§ Material provided:
───
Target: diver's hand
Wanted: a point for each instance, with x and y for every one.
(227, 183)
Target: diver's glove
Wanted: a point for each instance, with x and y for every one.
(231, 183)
───
§ Your task:
The required output is all of the material, word for word.

§ Task output:
Target: diver's hand
Wanted: a point for each instance, with x and y for every one.
(227, 183)
Target: diver's glove
Wanted: a point for each instance, with x and y for every one.
(231, 183)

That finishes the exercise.